Data shown:
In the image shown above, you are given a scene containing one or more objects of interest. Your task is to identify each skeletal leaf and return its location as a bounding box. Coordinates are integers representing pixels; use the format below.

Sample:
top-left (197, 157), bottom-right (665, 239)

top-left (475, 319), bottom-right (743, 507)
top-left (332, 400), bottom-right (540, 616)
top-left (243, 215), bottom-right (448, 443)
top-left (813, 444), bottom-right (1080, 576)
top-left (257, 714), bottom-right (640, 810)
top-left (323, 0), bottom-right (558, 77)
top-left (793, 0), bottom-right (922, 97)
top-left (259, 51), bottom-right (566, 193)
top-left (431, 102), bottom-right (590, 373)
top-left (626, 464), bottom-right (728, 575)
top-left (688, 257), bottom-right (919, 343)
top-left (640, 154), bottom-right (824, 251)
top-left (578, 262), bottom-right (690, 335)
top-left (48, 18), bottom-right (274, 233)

Aim of the exercise: Show every line from the data above that contains the word "skeletal", copying each such line in full.

Result of this task:
In the image shown above, you are given a scene containing one or more objects of interest. Your task is to identify each skeletal leaf and return its location as a bounding box. Coordinates are integers representing pixels; use the format below.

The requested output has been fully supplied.